SET PROBLEM 1 »
How many lines in the rows below contain the string "vest"? Reply with the number alone.

PAGE EXTRACT »
------------------------------------------------

Thursday 8 March 2012

New Directions in Saskatchewan Public Policy

There is a spirit of optimism in Saskatchewan nowadays, a growing belief “that the province has undergone an enduring and fundamental transformation. The ‘old Saskatchewan’ was centred on an unpredictable boom-and-bust grain economy that created eternal pessimism and constant fear of economic insecurity. The old Saskatchewan was concerned with living within its means and not expecting too much in the way of wealth or national and international influence. The best for which people could hope in the old Saskatchewan was a stable standard of living and moderate population loss as the province’s population hovered around one million people and its status as a ‘have not’ province seemed entrenched. On the other hand, the new Saskatchewan is the land of limitless economic opportunity and unbridled optimism headed towards significant population growth, sustained prosperity, and growing clout within Canada and the world.

New Directions in Saskatchewan Public Policy, edited by David McGrane, explores the public policies that are needed to “ensure that all residents of the province benefit from increased economic prosperity.” In the Introduction to the book, McGrane goes on to say that “Without public policy that shapes and regulates economic growth and supplements it with innovative social programs, the potential of the New Saskatchewan to create a more equal, caring and just society will remain unrealized.

------------------------------------------------

SET PROBLEM 2 »
For each statement, say yes or no according to the Saskatchewan policy extract above, and quote the words from it that decide. (a) In the old Saskatchewan, the population hovered around one million people. (b) The book was edited by David McGrane. (c) The new Saskatchewan is described as centered on a boom-and-bust grain economy.

------------------------------------------------

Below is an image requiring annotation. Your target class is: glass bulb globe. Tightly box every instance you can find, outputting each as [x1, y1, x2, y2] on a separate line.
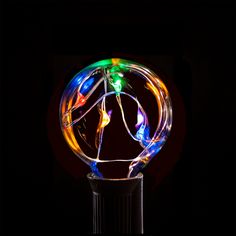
[59, 58, 172, 177]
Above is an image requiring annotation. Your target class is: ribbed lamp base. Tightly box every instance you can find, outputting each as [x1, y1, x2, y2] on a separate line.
[87, 173, 143, 234]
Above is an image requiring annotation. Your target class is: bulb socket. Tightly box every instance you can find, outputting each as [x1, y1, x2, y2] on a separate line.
[87, 173, 143, 234]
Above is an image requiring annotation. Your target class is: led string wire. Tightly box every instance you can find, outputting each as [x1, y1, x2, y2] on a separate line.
[60, 59, 172, 176]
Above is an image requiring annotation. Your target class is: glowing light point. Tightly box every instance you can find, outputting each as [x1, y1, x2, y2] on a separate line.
[74, 92, 86, 107]
[59, 58, 172, 177]
[99, 110, 111, 129]
[135, 109, 144, 128]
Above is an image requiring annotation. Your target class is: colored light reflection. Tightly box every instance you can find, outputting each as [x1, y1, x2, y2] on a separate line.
[60, 58, 172, 177]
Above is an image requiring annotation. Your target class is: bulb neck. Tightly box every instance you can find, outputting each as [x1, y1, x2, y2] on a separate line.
[87, 173, 143, 234]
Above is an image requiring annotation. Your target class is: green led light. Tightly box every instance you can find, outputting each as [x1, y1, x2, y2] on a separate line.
[112, 80, 122, 93]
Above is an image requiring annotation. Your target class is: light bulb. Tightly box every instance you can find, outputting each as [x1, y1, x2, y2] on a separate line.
[59, 58, 172, 177]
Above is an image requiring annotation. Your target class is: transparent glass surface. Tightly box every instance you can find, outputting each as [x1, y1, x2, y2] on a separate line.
[59, 58, 172, 177]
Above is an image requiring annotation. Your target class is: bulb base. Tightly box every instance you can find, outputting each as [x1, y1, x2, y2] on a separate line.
[87, 173, 143, 234]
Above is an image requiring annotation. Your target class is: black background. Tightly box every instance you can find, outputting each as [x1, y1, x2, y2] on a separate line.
[1, 0, 235, 235]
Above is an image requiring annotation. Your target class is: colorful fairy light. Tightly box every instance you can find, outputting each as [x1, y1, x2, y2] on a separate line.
[59, 58, 172, 177]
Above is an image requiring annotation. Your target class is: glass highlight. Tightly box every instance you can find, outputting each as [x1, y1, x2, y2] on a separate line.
[59, 58, 172, 177]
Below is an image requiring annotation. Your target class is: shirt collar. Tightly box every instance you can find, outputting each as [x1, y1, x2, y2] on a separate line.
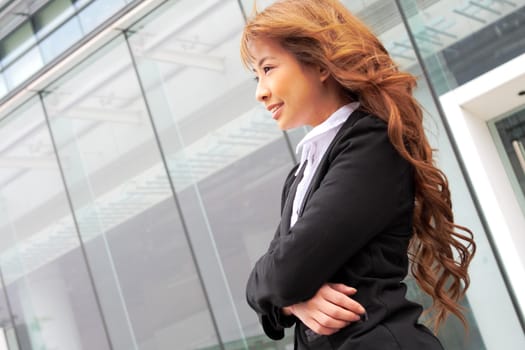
[295, 102, 359, 154]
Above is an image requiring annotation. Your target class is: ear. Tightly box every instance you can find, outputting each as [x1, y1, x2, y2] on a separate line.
[318, 67, 330, 83]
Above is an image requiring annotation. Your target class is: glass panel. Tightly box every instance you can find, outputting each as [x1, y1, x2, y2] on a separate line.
[78, 0, 126, 33]
[0, 73, 7, 98]
[130, 0, 293, 349]
[0, 98, 109, 350]
[392, 0, 525, 349]
[0, 21, 36, 67]
[489, 108, 525, 215]
[44, 37, 217, 350]
[242, 0, 523, 350]
[401, 0, 525, 94]
[32, 0, 75, 38]
[4, 47, 44, 89]
[0, 280, 18, 350]
[40, 17, 82, 63]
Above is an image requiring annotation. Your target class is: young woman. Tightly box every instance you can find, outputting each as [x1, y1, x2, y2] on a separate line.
[241, 0, 475, 350]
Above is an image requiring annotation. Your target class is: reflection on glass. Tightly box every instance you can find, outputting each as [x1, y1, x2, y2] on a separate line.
[400, 0, 525, 94]
[0, 98, 109, 350]
[4, 47, 44, 89]
[78, 0, 126, 33]
[0, 21, 36, 67]
[130, 0, 293, 349]
[44, 33, 217, 350]
[0, 73, 7, 98]
[32, 0, 74, 38]
[40, 17, 82, 63]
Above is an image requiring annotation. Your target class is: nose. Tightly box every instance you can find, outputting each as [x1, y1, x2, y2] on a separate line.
[255, 80, 270, 102]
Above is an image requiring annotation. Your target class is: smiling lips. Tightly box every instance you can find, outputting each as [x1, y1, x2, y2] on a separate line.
[266, 103, 283, 120]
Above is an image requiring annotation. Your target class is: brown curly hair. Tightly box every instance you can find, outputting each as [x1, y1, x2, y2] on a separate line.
[241, 0, 476, 332]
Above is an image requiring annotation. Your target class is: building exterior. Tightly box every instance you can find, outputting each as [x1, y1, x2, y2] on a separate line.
[0, 0, 525, 350]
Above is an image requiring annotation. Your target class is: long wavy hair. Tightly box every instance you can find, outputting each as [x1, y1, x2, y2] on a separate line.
[241, 0, 476, 333]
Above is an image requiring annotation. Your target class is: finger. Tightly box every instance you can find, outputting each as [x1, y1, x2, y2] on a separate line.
[320, 301, 361, 327]
[313, 312, 350, 329]
[328, 283, 357, 295]
[323, 289, 365, 315]
[303, 318, 340, 335]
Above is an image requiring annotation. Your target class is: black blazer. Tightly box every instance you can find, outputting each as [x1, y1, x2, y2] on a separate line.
[246, 110, 442, 350]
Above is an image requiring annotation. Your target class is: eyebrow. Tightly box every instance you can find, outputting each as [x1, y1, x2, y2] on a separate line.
[252, 56, 275, 71]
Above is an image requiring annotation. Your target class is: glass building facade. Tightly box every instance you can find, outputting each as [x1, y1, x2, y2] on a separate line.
[0, 0, 525, 350]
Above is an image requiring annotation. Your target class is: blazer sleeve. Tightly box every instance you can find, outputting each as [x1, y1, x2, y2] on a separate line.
[246, 164, 299, 340]
[247, 116, 410, 315]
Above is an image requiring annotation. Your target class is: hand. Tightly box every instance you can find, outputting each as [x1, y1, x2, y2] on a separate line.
[283, 283, 365, 335]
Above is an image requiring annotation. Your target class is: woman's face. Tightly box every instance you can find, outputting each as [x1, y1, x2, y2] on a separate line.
[248, 38, 340, 130]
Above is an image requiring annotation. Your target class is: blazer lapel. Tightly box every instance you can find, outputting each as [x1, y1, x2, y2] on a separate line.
[281, 162, 307, 234]
[294, 109, 368, 219]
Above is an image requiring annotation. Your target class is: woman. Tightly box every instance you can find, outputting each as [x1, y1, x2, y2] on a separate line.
[241, 0, 475, 350]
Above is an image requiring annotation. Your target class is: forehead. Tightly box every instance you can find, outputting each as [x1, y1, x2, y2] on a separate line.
[247, 37, 290, 66]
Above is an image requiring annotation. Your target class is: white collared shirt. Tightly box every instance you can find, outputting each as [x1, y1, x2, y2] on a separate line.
[290, 102, 359, 227]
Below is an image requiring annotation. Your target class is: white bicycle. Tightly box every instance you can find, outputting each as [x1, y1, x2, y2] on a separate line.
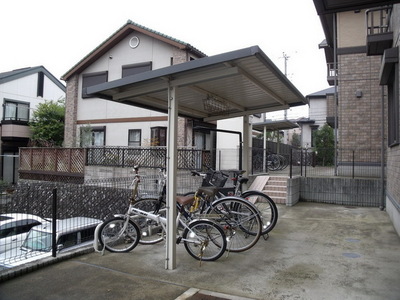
[97, 167, 227, 261]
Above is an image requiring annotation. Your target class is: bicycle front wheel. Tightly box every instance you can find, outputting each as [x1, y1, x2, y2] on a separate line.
[99, 217, 140, 252]
[182, 220, 227, 261]
[242, 190, 278, 235]
[207, 197, 262, 252]
[131, 199, 166, 245]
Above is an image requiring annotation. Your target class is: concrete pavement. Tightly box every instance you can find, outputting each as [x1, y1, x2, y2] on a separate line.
[0, 202, 400, 300]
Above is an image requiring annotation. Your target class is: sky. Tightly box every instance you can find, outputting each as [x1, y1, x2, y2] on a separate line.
[0, 0, 329, 118]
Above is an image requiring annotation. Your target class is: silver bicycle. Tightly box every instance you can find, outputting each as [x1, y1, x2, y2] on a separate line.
[97, 167, 227, 261]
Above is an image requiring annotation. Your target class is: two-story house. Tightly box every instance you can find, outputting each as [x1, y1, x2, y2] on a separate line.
[0, 66, 65, 183]
[314, 0, 400, 234]
[62, 20, 215, 149]
[297, 87, 335, 148]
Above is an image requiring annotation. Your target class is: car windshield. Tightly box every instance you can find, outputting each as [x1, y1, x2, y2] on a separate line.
[22, 229, 51, 251]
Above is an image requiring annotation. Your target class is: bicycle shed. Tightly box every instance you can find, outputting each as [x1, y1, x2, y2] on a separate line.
[87, 46, 307, 270]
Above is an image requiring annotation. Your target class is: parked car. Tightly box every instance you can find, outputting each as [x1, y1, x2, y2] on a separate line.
[0, 217, 101, 268]
[0, 213, 46, 253]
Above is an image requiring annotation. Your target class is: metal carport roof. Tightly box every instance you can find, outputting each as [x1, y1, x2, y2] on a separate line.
[87, 46, 307, 122]
[252, 120, 299, 131]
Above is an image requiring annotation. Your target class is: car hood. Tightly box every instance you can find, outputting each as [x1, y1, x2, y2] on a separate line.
[0, 248, 51, 268]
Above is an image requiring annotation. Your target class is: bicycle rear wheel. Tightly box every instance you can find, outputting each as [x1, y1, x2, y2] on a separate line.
[131, 199, 166, 245]
[182, 220, 227, 261]
[207, 197, 262, 252]
[241, 191, 278, 235]
[99, 217, 140, 252]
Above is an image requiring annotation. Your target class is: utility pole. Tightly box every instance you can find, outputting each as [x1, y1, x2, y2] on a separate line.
[283, 52, 290, 120]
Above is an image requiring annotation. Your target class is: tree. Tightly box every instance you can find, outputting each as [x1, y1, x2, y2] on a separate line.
[29, 99, 65, 147]
[314, 124, 335, 166]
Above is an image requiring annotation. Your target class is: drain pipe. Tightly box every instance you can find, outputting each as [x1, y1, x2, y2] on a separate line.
[380, 86, 386, 210]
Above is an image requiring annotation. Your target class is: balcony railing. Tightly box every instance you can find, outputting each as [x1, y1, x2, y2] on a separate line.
[366, 6, 392, 35]
[327, 63, 338, 85]
[366, 6, 393, 55]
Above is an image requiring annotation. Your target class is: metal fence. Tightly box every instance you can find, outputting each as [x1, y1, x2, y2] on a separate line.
[290, 148, 384, 178]
[86, 147, 211, 170]
[0, 169, 202, 270]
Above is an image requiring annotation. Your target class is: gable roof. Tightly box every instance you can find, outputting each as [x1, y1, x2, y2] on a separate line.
[0, 66, 65, 92]
[61, 20, 207, 80]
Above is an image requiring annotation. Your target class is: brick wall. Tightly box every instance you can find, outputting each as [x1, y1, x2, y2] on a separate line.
[386, 5, 400, 211]
[338, 53, 382, 149]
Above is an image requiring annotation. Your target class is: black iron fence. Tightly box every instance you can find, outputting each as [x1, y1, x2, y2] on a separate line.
[0, 170, 202, 272]
[289, 148, 385, 178]
[86, 147, 211, 170]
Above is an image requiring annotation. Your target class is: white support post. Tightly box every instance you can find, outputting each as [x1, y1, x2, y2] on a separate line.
[263, 125, 267, 173]
[165, 82, 178, 270]
[242, 115, 251, 180]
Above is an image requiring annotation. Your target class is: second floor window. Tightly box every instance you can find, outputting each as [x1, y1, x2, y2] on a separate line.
[151, 127, 167, 146]
[3, 100, 29, 122]
[82, 71, 108, 98]
[128, 129, 142, 147]
[81, 126, 106, 147]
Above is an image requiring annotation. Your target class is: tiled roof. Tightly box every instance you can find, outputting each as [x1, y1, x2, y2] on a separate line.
[0, 66, 65, 91]
[61, 20, 207, 80]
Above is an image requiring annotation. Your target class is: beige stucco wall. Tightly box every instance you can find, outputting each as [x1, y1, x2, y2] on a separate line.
[337, 10, 366, 48]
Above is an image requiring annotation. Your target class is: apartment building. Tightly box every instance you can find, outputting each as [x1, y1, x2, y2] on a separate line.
[0, 66, 65, 183]
[314, 0, 400, 234]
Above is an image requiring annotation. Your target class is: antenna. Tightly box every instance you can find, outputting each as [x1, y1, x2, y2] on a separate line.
[282, 52, 290, 120]
[282, 52, 290, 77]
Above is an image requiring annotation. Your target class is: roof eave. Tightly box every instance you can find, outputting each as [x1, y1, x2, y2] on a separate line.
[61, 20, 206, 81]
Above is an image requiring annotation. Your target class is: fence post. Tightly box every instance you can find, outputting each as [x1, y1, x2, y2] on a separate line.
[289, 148, 293, 178]
[304, 148, 308, 177]
[51, 188, 57, 257]
[300, 148, 303, 176]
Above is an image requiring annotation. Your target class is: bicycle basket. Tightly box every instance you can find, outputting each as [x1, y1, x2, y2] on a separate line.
[210, 172, 228, 187]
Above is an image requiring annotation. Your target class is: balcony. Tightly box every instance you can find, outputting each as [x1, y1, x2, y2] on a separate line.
[366, 6, 393, 55]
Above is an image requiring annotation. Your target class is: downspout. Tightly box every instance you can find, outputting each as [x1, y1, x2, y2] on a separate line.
[379, 86, 385, 210]
[333, 14, 339, 176]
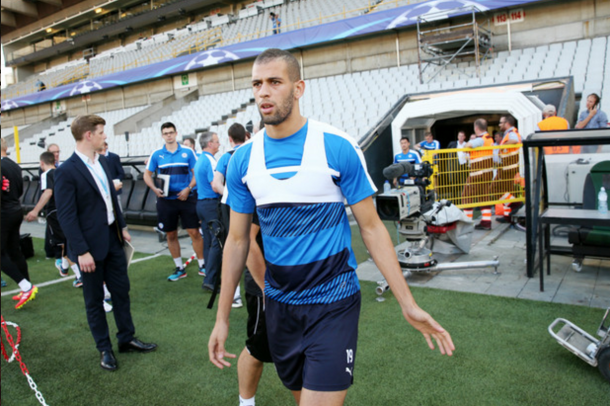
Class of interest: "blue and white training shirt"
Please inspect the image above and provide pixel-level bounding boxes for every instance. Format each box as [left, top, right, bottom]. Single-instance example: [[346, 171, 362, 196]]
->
[[227, 120, 376, 305], [419, 140, 441, 151], [146, 144, 197, 200], [394, 149, 421, 184], [195, 151, 220, 200]]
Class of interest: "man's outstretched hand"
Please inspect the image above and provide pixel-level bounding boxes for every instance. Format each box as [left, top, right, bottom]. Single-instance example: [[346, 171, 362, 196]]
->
[[403, 306, 455, 356]]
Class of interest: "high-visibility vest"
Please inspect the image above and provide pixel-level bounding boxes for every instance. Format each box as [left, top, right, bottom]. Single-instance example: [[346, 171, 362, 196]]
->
[[538, 116, 570, 155], [500, 127, 521, 158], [538, 116, 570, 131], [470, 133, 494, 162]]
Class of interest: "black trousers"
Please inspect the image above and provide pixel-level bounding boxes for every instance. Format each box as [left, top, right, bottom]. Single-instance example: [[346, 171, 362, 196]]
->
[[81, 225, 135, 351], [0, 209, 30, 283]]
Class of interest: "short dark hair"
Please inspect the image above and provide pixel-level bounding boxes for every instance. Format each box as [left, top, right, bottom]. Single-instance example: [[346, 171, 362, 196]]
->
[[40, 151, 55, 165], [199, 131, 216, 149], [71, 114, 106, 142], [254, 48, 301, 82], [474, 118, 487, 131], [227, 123, 246, 144], [161, 121, 176, 132], [502, 114, 517, 127], [182, 137, 197, 148]]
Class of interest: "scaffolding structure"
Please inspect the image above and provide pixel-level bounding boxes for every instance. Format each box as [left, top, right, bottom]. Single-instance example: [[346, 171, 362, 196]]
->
[[417, 6, 492, 84]]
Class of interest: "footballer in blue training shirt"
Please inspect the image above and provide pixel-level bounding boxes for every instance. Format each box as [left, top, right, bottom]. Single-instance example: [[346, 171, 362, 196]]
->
[[144, 122, 204, 282], [208, 49, 455, 406]]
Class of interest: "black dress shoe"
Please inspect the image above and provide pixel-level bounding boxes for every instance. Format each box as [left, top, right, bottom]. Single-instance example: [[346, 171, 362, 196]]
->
[[119, 337, 157, 352], [100, 350, 118, 371]]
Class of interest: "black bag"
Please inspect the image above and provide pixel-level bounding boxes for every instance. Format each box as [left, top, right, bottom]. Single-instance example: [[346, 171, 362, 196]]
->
[[19, 234, 34, 259]]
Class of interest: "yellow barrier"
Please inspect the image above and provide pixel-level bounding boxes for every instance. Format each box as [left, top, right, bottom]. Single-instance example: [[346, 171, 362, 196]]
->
[[422, 144, 525, 209]]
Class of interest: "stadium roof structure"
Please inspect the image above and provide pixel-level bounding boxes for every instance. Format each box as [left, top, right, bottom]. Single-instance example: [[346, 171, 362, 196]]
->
[[1, 0, 545, 111]]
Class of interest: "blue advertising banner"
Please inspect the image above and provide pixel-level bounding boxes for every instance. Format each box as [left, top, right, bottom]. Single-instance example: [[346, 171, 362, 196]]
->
[[1, 0, 541, 111]]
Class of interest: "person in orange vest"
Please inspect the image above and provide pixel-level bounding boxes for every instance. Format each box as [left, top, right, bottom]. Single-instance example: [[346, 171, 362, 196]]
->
[[491, 114, 521, 223], [537, 104, 580, 155], [463, 118, 493, 230]]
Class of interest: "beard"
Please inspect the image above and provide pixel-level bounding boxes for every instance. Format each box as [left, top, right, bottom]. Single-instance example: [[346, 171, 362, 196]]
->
[[258, 90, 294, 125]]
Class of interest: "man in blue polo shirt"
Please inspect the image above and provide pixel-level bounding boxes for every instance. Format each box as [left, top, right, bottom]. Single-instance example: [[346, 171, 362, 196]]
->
[[209, 123, 249, 308], [144, 122, 203, 282], [415, 132, 441, 151], [394, 135, 421, 186], [195, 132, 222, 284]]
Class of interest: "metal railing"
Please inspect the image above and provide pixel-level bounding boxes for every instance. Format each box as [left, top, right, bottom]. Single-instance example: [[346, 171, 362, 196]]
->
[[422, 144, 525, 208]]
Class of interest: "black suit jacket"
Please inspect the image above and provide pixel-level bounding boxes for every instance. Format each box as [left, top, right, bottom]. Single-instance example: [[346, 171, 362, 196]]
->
[[106, 152, 125, 195], [54, 153, 125, 263]]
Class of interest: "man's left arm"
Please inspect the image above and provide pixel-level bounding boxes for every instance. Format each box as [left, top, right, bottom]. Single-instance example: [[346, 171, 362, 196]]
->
[[114, 154, 125, 181], [178, 149, 197, 201], [351, 197, 455, 355]]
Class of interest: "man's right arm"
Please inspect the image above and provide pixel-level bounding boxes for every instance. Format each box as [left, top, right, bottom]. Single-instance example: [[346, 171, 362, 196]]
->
[[25, 189, 53, 221], [208, 210, 252, 369], [212, 171, 225, 195], [54, 169, 89, 255]]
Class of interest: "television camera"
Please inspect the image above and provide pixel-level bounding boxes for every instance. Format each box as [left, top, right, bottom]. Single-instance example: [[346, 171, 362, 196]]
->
[[376, 162, 499, 295], [377, 162, 440, 269]]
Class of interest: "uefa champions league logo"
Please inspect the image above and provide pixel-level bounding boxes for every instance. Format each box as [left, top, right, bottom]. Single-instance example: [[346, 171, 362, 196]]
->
[[184, 49, 239, 70], [2, 99, 19, 110], [70, 80, 102, 96], [386, 0, 489, 29]]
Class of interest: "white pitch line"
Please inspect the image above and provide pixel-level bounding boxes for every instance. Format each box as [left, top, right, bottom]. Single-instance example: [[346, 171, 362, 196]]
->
[[131, 254, 161, 264], [2, 277, 74, 296], [2, 254, 161, 297]]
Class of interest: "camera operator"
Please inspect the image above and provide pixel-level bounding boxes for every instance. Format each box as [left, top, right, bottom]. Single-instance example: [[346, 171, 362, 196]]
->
[[388, 135, 421, 186]]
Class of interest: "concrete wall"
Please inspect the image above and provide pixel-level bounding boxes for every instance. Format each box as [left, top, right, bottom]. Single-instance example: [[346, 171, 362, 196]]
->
[[2, 0, 610, 128]]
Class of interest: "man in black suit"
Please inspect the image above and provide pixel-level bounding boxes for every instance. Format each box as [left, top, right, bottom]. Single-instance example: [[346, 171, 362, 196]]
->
[[55, 115, 157, 371]]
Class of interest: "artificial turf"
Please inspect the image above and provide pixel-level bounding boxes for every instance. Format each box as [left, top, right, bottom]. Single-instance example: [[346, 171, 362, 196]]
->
[[1, 239, 610, 406]]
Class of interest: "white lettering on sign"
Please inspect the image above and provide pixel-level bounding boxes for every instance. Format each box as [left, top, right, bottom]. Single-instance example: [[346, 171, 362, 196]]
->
[[493, 8, 525, 25]]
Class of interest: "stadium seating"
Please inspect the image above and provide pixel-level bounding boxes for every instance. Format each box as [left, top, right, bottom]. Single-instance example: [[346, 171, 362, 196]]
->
[[123, 173, 149, 222], [2, 37, 610, 162]]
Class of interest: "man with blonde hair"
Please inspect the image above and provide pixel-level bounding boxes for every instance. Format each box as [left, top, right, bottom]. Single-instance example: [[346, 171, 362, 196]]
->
[[55, 115, 157, 371]]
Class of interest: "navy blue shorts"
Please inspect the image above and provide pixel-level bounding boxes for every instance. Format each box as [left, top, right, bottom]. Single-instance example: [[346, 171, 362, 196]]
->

------------------------------------------------

TASK RESULT 1 »
2

TASK RESULT 2 »
(a) Yes: "the province’s population hovered around one million people"
(b) Yes: "edited by David McGrane"
(c) No: "The ‘old Saskatchewan’ was centred on an unpredictable boom-and-bust grain economy"